Records in a dataset

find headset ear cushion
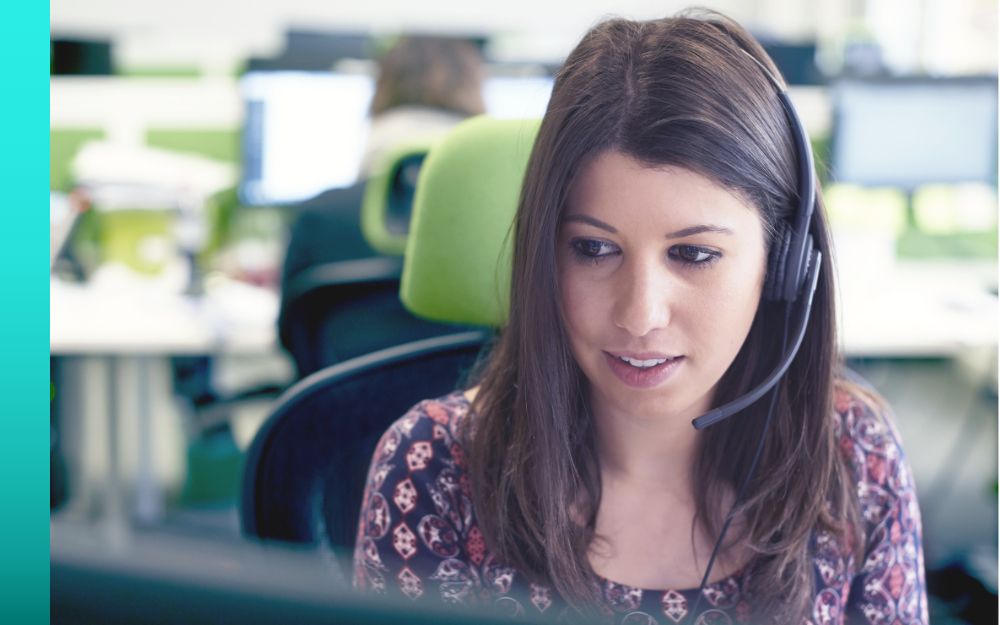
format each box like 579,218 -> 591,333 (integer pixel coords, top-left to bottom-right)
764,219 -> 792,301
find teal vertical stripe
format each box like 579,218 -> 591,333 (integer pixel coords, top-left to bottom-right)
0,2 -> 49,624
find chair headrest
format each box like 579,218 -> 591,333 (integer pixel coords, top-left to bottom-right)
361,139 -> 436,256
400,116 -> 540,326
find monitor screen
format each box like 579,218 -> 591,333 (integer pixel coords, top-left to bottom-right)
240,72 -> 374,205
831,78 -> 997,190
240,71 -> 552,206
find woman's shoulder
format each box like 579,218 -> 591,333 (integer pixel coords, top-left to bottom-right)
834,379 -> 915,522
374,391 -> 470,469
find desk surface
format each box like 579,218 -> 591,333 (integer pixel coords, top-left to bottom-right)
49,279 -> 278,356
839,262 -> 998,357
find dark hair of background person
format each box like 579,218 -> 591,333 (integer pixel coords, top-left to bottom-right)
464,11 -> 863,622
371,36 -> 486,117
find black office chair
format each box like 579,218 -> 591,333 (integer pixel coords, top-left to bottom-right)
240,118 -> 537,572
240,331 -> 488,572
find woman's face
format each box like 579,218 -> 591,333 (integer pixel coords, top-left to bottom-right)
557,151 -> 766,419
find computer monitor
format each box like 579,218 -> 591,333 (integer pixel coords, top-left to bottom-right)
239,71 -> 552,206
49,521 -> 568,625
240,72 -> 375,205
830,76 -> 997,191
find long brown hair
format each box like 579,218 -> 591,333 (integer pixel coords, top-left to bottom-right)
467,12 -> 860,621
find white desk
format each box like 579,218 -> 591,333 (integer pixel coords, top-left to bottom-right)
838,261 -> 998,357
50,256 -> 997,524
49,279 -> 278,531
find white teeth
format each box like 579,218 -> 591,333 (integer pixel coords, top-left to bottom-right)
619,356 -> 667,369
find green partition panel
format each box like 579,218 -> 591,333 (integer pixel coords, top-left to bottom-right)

* * *

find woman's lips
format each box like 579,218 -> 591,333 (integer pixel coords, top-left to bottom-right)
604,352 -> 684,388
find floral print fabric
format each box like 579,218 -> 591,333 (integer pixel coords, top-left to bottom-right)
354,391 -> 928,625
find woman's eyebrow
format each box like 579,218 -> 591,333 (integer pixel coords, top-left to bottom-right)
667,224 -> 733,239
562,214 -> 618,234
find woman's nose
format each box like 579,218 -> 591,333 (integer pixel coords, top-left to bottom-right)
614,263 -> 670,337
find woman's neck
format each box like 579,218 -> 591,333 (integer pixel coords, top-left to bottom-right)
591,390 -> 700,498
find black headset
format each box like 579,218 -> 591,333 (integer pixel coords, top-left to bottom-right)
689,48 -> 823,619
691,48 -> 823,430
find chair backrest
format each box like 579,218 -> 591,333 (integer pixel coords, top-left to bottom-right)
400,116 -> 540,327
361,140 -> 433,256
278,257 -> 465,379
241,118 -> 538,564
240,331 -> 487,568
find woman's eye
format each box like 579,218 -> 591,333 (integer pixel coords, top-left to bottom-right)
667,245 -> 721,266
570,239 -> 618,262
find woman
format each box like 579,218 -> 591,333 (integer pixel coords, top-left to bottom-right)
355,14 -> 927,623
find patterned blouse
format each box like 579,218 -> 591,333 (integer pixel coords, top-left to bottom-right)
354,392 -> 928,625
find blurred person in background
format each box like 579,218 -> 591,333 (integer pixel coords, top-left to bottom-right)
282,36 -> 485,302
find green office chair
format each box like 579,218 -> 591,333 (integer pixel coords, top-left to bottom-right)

==

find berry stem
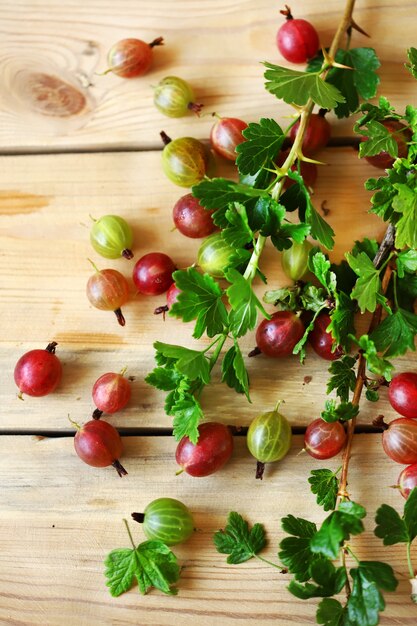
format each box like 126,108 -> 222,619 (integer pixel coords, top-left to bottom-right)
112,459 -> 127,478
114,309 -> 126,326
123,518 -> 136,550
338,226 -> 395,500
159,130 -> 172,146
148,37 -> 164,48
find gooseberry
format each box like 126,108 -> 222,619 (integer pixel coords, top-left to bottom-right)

## Aim
How many lines of the data above contain the string "chair"? Case counts, so report only the number.

## Expected answer
4